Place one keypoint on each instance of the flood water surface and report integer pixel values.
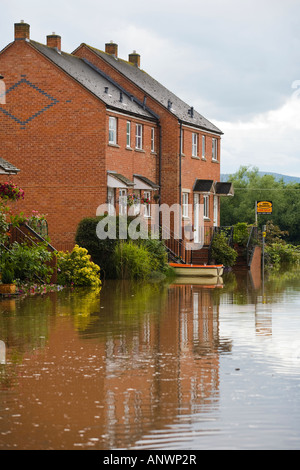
(153, 366)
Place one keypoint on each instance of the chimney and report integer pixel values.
(22, 30)
(111, 48)
(54, 40)
(134, 59)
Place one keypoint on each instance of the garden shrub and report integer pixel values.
(240, 234)
(221, 252)
(134, 261)
(101, 251)
(282, 253)
(76, 268)
(29, 262)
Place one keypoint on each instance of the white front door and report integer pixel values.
(216, 211)
(111, 200)
(196, 219)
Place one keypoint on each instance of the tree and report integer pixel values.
(249, 187)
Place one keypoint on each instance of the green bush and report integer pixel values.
(134, 261)
(221, 252)
(101, 251)
(76, 268)
(30, 262)
(240, 234)
(282, 253)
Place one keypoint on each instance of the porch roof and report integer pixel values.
(116, 180)
(224, 189)
(142, 182)
(203, 186)
(7, 168)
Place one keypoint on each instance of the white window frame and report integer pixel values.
(147, 213)
(128, 134)
(185, 205)
(152, 139)
(194, 144)
(122, 201)
(206, 206)
(112, 130)
(139, 136)
(203, 146)
(214, 150)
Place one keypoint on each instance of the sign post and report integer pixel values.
(263, 207)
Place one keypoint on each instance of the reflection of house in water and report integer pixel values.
(2, 352)
(169, 364)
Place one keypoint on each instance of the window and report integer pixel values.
(128, 134)
(214, 149)
(139, 136)
(112, 139)
(147, 195)
(122, 201)
(194, 145)
(206, 207)
(185, 204)
(203, 146)
(152, 139)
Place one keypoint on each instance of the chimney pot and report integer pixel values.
(134, 59)
(111, 48)
(54, 40)
(22, 30)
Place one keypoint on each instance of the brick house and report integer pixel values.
(88, 128)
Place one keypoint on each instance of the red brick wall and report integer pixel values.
(191, 168)
(60, 151)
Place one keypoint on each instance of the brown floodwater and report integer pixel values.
(153, 366)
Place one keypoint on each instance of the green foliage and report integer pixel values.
(133, 261)
(28, 262)
(249, 187)
(76, 268)
(31, 261)
(279, 253)
(7, 275)
(103, 252)
(240, 234)
(221, 252)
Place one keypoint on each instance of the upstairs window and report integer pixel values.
(185, 204)
(152, 139)
(206, 207)
(203, 146)
(112, 137)
(128, 134)
(194, 145)
(214, 149)
(139, 136)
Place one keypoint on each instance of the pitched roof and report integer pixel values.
(153, 88)
(7, 168)
(203, 186)
(93, 80)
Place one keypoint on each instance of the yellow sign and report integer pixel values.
(264, 207)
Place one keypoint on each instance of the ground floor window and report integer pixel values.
(147, 198)
(206, 206)
(185, 204)
(122, 201)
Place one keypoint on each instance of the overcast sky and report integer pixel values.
(236, 61)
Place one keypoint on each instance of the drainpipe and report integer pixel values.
(180, 185)
(180, 146)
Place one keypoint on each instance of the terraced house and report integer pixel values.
(88, 128)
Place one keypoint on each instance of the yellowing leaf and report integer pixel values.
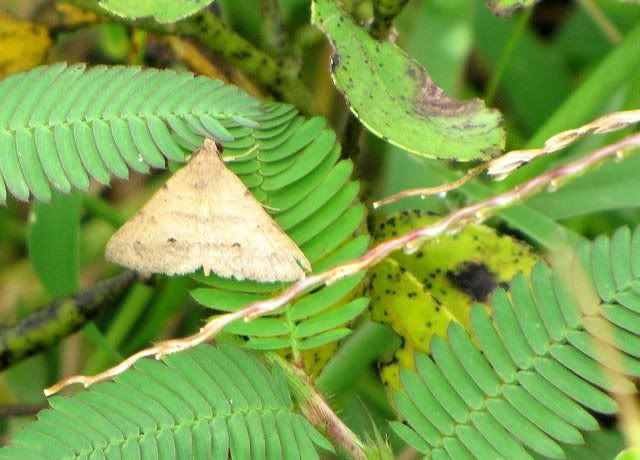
(23, 45)
(506, 7)
(395, 98)
(160, 10)
(419, 294)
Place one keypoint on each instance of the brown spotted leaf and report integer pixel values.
(396, 99)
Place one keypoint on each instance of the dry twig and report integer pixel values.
(410, 242)
(504, 165)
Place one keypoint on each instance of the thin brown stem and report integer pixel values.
(504, 165)
(410, 242)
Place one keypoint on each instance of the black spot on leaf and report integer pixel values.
(474, 279)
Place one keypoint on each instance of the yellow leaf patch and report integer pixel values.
(24, 45)
(419, 294)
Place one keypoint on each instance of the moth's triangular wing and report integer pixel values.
(205, 217)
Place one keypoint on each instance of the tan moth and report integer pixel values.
(205, 217)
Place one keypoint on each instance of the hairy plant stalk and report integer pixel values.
(318, 412)
(50, 324)
(504, 165)
(410, 242)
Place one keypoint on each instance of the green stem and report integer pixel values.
(507, 55)
(281, 80)
(355, 356)
(172, 293)
(317, 410)
(103, 210)
(129, 314)
(47, 326)
(584, 103)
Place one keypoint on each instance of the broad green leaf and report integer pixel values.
(61, 125)
(206, 402)
(160, 10)
(534, 364)
(396, 99)
(54, 243)
(294, 168)
(506, 7)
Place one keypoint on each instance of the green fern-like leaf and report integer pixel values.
(62, 125)
(540, 365)
(291, 165)
(203, 403)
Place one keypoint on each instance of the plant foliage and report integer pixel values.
(62, 125)
(208, 402)
(293, 166)
(547, 355)
(419, 294)
(161, 10)
(395, 98)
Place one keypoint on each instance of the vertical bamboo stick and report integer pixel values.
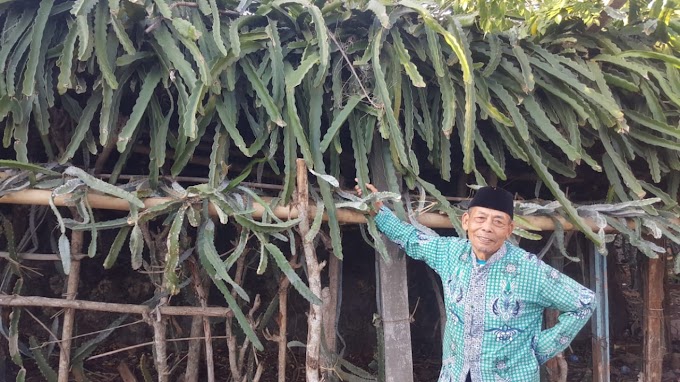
(160, 344)
(313, 275)
(283, 327)
(557, 366)
(194, 351)
(70, 314)
(653, 320)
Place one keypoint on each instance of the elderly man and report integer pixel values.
(494, 292)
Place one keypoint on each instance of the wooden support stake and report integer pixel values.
(392, 290)
(160, 346)
(282, 338)
(600, 319)
(283, 327)
(329, 296)
(313, 275)
(556, 367)
(70, 314)
(653, 320)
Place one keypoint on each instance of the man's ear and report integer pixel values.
(511, 227)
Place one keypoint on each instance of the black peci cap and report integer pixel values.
(494, 198)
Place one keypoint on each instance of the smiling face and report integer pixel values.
(487, 229)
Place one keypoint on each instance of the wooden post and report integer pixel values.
(600, 319)
(313, 275)
(392, 291)
(70, 314)
(557, 366)
(653, 320)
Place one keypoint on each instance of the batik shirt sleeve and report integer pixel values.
(576, 303)
(416, 244)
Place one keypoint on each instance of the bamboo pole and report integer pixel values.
(70, 314)
(46, 302)
(345, 216)
(313, 275)
(202, 294)
(40, 256)
(653, 320)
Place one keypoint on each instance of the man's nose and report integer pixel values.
(487, 226)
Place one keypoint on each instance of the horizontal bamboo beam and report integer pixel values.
(40, 256)
(46, 302)
(345, 216)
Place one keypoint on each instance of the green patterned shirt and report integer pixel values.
(494, 311)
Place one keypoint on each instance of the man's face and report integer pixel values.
(487, 229)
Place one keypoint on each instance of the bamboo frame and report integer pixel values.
(7, 300)
(345, 216)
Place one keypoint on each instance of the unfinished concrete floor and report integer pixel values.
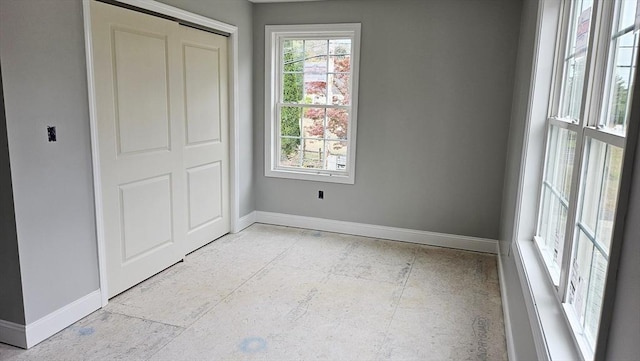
(278, 293)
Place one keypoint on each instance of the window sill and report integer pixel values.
(317, 177)
(552, 334)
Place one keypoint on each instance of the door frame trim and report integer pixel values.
(234, 121)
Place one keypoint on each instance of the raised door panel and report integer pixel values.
(202, 94)
(142, 94)
(206, 151)
(205, 189)
(145, 213)
(139, 106)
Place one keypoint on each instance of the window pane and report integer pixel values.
(293, 55)
(596, 209)
(313, 154)
(340, 46)
(561, 147)
(600, 191)
(337, 124)
(595, 293)
(575, 59)
(623, 59)
(339, 89)
(579, 278)
(292, 91)
(290, 121)
(573, 84)
(313, 122)
(336, 155)
(608, 204)
(289, 152)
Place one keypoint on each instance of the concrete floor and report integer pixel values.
(277, 293)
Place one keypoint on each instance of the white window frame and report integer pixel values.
(274, 35)
(595, 92)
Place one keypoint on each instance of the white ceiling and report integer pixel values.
(278, 1)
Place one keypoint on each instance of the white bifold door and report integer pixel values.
(162, 124)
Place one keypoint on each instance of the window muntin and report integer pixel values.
(561, 148)
(575, 59)
(600, 184)
(312, 115)
(622, 67)
(585, 142)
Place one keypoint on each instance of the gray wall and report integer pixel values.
(238, 13)
(624, 332)
(625, 327)
(43, 64)
(522, 335)
(436, 78)
(11, 306)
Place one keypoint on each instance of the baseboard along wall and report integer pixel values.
(33, 333)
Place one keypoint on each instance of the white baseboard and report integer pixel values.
(58, 320)
(13, 334)
(244, 222)
(383, 232)
(508, 331)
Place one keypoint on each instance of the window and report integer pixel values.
(311, 98)
(596, 61)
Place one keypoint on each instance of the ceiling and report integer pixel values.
(278, 1)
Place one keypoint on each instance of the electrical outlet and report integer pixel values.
(51, 134)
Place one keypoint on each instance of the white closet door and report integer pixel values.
(161, 101)
(206, 149)
(141, 139)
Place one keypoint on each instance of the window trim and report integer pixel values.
(594, 101)
(273, 36)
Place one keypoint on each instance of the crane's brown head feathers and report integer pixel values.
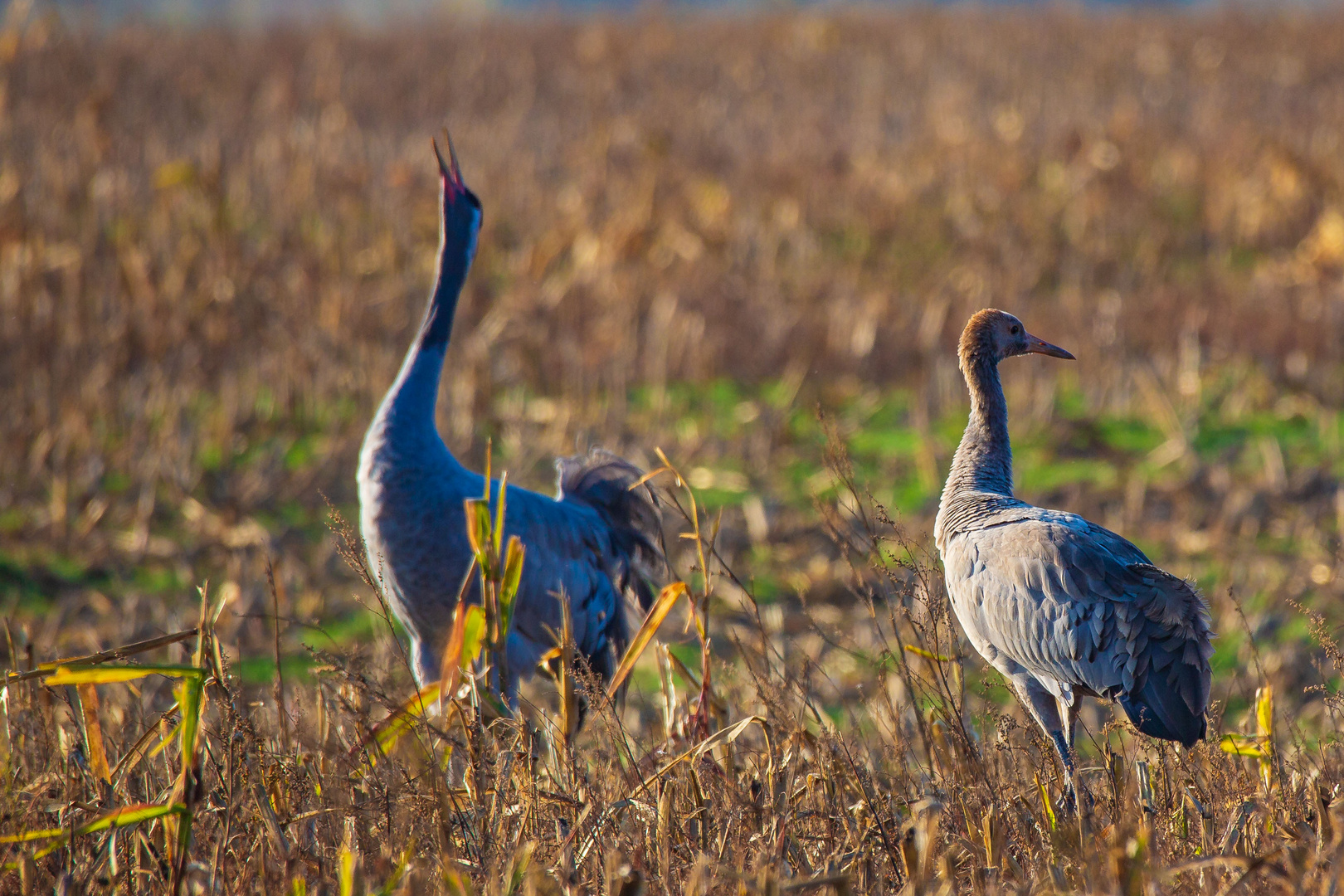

■ EXERCISE
Only the lines from the one with "Place one keypoint on each instance of the white closet" through the final line of the entries above should be transcribed, exactly and without pictures.

■ FINISHED TASK
Place one keypoint on each instance of the white closet door and report integer pixel values.
(161, 101)
(206, 149)
(141, 139)
Place one keypoint on each instance of the window trim and report integer pixel values.
(594, 101)
(273, 36)
Place one keypoint on each instance of the crane's brown head feathers and report integer pixel values.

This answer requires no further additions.